§ **What to work on**
Only some lines are wanted. Transcribe, exactly, the lines below from the line with "Each point like <point>650,90</point>." up to and including the line with "Each point like <point>274,534</point>.".

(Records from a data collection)
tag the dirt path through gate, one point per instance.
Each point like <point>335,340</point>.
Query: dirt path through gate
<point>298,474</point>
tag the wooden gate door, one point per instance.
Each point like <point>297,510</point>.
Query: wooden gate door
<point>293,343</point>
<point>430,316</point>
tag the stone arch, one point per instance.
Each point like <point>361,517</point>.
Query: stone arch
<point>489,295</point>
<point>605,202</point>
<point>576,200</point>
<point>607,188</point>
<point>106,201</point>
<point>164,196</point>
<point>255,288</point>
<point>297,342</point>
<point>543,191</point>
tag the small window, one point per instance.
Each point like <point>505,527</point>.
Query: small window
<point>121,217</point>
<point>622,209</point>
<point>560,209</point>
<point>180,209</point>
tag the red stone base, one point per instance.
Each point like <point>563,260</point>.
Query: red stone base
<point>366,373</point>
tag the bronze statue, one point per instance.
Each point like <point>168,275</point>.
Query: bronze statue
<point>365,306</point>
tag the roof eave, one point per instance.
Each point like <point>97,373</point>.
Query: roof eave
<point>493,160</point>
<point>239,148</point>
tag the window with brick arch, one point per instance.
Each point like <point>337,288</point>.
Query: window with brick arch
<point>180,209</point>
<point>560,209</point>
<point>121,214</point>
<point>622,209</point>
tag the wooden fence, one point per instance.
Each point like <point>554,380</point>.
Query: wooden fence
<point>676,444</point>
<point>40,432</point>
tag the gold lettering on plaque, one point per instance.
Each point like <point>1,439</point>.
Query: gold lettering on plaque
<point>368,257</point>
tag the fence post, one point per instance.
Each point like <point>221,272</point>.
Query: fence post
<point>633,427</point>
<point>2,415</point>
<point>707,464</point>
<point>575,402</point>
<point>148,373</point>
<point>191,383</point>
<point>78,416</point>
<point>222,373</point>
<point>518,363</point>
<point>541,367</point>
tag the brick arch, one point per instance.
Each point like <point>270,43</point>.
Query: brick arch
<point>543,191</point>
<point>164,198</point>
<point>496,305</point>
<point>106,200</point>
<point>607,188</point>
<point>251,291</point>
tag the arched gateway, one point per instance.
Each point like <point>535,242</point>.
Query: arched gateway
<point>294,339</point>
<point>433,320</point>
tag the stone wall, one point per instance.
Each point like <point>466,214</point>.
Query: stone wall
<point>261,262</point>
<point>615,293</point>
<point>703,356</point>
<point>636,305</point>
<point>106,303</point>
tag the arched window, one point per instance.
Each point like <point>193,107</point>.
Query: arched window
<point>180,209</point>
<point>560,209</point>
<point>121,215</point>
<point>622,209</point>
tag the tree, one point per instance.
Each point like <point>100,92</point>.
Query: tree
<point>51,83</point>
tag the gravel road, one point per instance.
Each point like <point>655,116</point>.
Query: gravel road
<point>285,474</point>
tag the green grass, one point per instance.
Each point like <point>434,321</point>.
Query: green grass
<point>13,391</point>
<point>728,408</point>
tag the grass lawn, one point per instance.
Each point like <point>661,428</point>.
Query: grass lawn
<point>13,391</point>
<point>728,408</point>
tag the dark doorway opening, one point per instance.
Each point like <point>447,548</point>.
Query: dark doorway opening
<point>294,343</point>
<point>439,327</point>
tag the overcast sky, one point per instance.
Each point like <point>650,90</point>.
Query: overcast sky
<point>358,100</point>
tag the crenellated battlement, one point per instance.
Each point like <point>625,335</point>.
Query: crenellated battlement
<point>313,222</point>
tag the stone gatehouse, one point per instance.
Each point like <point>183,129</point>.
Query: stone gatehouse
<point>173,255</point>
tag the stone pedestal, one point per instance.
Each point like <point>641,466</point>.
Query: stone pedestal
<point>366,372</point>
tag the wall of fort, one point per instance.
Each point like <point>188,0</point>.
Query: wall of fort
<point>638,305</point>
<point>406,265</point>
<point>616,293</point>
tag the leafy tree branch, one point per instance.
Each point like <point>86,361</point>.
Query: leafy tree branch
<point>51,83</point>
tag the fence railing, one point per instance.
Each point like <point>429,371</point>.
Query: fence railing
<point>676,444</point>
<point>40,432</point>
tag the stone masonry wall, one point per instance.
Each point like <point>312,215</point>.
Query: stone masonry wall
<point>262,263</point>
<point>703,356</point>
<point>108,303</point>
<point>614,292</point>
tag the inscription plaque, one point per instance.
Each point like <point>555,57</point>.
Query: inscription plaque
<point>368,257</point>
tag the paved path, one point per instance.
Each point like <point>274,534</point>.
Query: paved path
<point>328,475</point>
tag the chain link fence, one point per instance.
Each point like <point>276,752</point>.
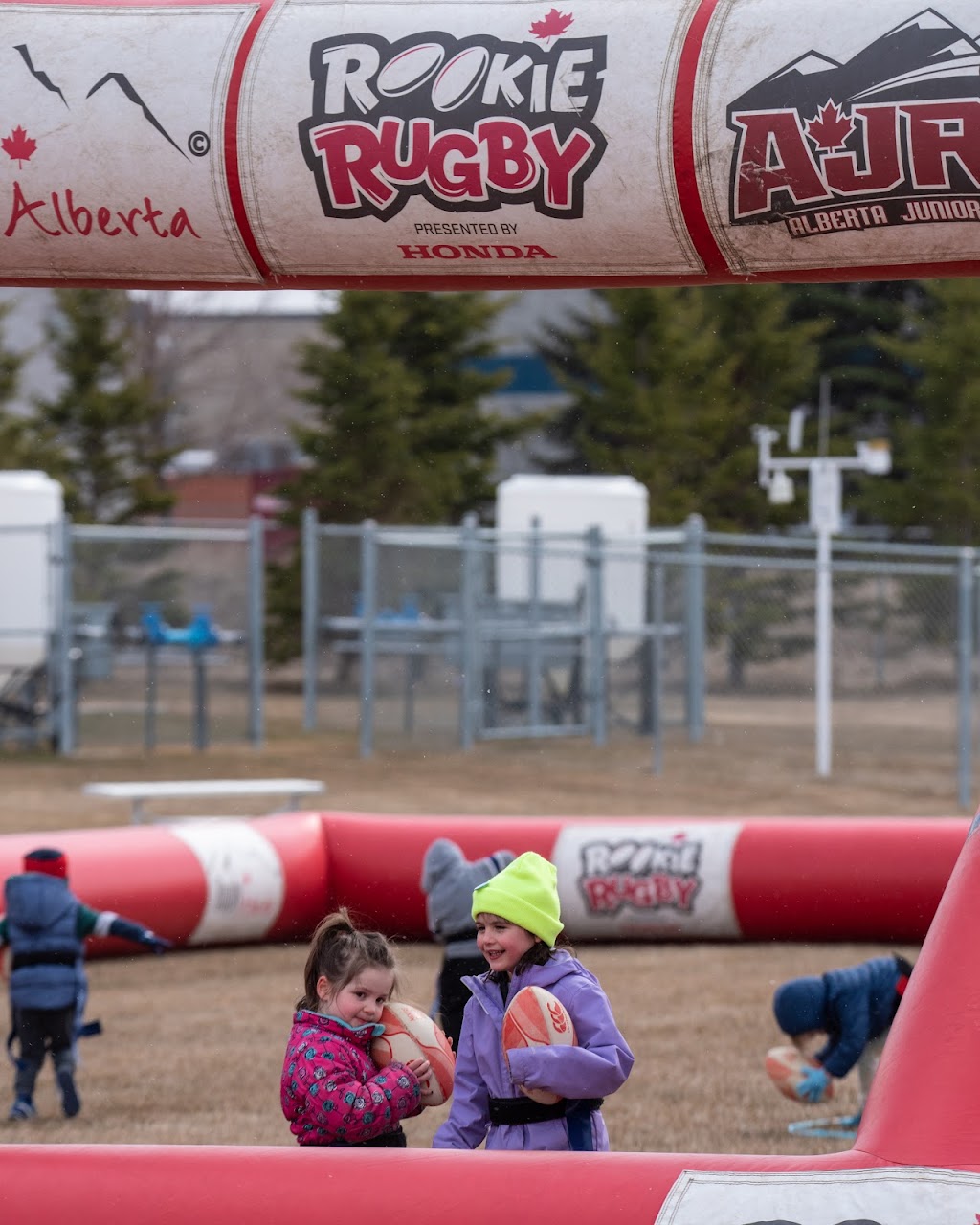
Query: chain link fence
<point>450,635</point>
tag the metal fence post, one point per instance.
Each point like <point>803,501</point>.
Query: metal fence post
<point>66,713</point>
<point>469,690</point>
<point>657,697</point>
<point>534,655</point>
<point>695,633</point>
<point>256,629</point>
<point>310,563</point>
<point>595,633</point>
<point>368,634</point>
<point>965,673</point>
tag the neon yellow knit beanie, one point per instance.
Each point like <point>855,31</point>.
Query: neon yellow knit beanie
<point>524,893</point>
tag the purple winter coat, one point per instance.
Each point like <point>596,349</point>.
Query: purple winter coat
<point>595,1067</point>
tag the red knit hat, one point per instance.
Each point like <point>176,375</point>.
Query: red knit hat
<point>48,860</point>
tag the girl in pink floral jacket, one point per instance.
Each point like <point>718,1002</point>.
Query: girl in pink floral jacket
<point>331,1089</point>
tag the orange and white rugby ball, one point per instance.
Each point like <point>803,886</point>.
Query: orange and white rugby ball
<point>537,1018</point>
<point>786,1067</point>
<point>411,1034</point>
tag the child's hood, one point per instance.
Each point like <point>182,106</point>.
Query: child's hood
<point>35,902</point>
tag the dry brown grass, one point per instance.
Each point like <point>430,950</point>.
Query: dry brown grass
<point>193,1041</point>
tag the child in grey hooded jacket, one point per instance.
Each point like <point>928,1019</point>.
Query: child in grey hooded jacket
<point>449,880</point>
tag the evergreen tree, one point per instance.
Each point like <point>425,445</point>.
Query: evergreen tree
<point>870,386</point>
<point>936,449</point>
<point>665,385</point>
<point>105,416</point>
<point>23,445</point>
<point>398,433</point>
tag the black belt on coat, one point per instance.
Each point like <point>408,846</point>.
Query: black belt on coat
<point>519,1111</point>
<point>54,957</point>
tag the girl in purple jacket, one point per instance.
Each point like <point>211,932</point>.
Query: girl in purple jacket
<point>519,920</point>
<point>331,1089</point>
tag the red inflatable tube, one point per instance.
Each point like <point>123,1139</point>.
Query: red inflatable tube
<point>915,1156</point>
<point>842,879</point>
<point>205,144</point>
<point>197,882</point>
<point>753,879</point>
<point>230,880</point>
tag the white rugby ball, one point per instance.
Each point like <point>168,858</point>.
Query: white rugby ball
<point>410,69</point>
<point>458,78</point>
<point>412,1034</point>
<point>537,1018</point>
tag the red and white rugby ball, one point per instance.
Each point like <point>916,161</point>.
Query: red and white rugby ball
<point>786,1067</point>
<point>411,1034</point>
<point>537,1018</point>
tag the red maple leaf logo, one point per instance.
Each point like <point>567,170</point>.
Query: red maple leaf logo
<point>551,25</point>
<point>18,145</point>
<point>831,127</point>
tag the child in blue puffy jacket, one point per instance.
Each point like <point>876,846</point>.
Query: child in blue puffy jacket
<point>854,1009</point>
<point>46,926</point>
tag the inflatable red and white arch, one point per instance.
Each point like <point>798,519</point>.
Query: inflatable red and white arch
<point>484,143</point>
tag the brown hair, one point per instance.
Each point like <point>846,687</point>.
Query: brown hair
<point>538,954</point>
<point>338,952</point>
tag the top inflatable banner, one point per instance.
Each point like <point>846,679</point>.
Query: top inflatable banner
<point>481,144</point>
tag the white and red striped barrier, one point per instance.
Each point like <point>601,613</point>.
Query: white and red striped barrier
<point>236,880</point>
<point>915,1160</point>
<point>482,144</point>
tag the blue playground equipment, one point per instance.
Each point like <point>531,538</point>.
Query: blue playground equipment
<point>196,635</point>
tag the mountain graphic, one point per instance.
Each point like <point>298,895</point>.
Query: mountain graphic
<point>925,57</point>
<point>118,78</point>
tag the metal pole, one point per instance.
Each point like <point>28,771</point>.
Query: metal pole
<point>469,681</point>
<point>823,419</point>
<point>534,656</point>
<point>149,713</point>
<point>200,697</point>
<point>965,674</point>
<point>825,625</point>
<point>66,712</point>
<point>256,629</point>
<point>657,713</point>
<point>695,629</point>
<point>368,634</point>
<point>310,564</point>
<point>597,634</point>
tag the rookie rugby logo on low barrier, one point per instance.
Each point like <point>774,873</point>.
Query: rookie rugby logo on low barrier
<point>466,122</point>
<point>644,875</point>
<point>888,138</point>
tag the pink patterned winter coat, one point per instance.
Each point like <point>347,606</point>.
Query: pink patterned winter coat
<point>331,1089</point>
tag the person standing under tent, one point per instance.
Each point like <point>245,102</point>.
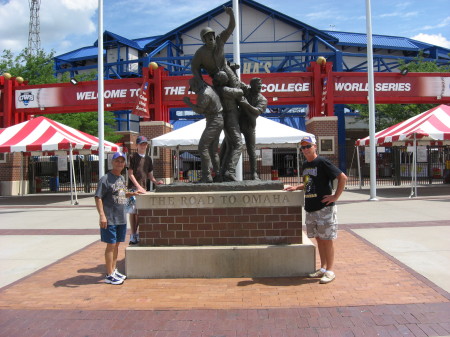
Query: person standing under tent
<point>139,170</point>
<point>110,200</point>
<point>252,105</point>
<point>321,213</point>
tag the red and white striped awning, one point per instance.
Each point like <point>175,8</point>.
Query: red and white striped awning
<point>432,126</point>
<point>43,134</point>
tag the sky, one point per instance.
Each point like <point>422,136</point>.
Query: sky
<point>66,25</point>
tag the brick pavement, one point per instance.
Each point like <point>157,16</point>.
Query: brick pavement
<point>373,295</point>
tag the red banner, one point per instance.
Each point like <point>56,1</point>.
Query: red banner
<point>141,107</point>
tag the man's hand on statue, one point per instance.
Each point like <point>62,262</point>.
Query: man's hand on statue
<point>228,10</point>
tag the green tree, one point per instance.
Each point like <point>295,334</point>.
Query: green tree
<point>38,69</point>
<point>390,114</point>
<point>35,69</point>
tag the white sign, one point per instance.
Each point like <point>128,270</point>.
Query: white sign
<point>267,157</point>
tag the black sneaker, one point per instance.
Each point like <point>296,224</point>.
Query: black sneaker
<point>112,279</point>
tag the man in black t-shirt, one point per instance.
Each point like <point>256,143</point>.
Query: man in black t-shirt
<point>320,218</point>
<point>139,170</point>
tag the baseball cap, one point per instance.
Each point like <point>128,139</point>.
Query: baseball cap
<point>119,154</point>
<point>141,139</point>
<point>308,139</point>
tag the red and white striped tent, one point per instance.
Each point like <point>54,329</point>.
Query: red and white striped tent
<point>432,127</point>
<point>43,134</point>
<point>47,136</point>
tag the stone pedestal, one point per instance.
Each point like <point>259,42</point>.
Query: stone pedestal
<point>220,234</point>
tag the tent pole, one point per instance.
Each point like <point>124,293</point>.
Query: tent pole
<point>359,167</point>
<point>72,179</point>
<point>21,188</point>
<point>371,101</point>
<point>298,163</point>
<point>414,170</point>
<point>151,156</point>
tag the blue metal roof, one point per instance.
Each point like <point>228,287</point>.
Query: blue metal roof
<point>145,40</point>
<point>378,41</point>
<point>110,36</point>
<point>295,122</point>
<point>251,3</point>
<point>79,54</point>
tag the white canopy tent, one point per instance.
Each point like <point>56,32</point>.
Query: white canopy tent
<point>268,134</point>
<point>431,127</point>
<point>42,134</point>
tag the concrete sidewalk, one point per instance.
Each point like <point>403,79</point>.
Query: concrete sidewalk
<point>392,279</point>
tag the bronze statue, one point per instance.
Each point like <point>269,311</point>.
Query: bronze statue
<point>208,103</point>
<point>252,105</point>
<point>211,56</point>
<point>239,112</point>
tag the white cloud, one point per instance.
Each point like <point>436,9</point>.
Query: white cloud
<point>59,20</point>
<point>436,39</point>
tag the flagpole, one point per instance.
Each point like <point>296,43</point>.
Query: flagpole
<point>237,60</point>
<point>101,116</point>
<point>371,98</point>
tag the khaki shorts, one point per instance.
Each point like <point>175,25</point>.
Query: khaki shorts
<point>322,224</point>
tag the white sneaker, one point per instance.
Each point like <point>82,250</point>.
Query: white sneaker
<point>327,277</point>
<point>133,240</point>
<point>112,279</point>
<point>121,276</point>
<point>317,273</point>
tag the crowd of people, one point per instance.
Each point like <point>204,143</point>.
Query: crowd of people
<point>230,105</point>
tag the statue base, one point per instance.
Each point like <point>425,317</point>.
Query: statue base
<point>221,261</point>
<point>250,233</point>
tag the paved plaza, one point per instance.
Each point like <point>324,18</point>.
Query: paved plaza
<point>392,267</point>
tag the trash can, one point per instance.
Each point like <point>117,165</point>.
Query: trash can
<point>38,184</point>
<point>54,184</point>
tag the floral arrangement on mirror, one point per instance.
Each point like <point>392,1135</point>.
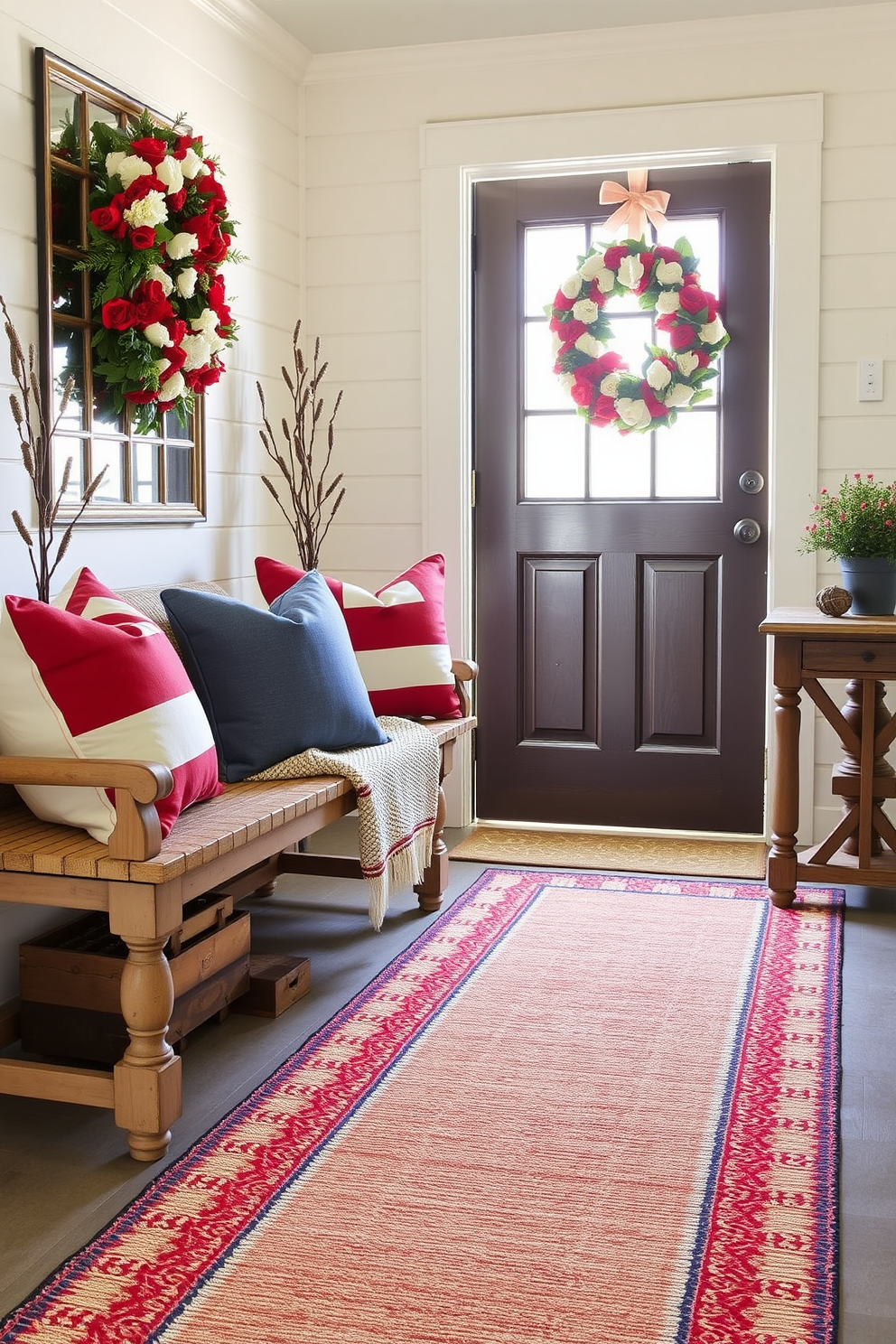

§ **Reply**
Each point like <point>650,90</point>.
Query: overcast sky
<point>358,100</point>
tag the crenellated battlement, one point per instance.
Each point like <point>625,335</point>.
Query: crenellated battlement
<point>313,222</point>
tag the stone gatehouse, one point per instance.
Each point like <point>183,129</point>.
Query: stone gatehouse
<point>173,255</point>
tag the stone pedestal, one point per instance.
Each point like <point>641,466</point>.
Query: stone pedestal
<point>366,372</point>
tag the wall of fort, one point per instance.
Each point like <point>188,0</point>.
Query: wall of fort
<point>638,305</point>
<point>406,265</point>
<point>616,293</point>
tag the leafy tree branch, one point per instance.
Each point like <point>86,361</point>.
Query: leafy tree branch
<point>51,83</point>
tag the fence railing, one point per instance.
Each point like <point>429,371</point>.
Query: fence railing
<point>676,444</point>
<point>40,432</point>
tag the stone masonry wall, one point per instance.
Each point like <point>312,215</point>.
Query: stone masonry wall
<point>262,263</point>
<point>703,356</point>
<point>108,303</point>
<point>614,292</point>
tag the inscription plaque, one point per instance.
Each point like <point>555,57</point>.
Query: inscription plaque
<point>368,257</point>
tag the paved path, one point per instance.
Each point like <point>274,534</point>.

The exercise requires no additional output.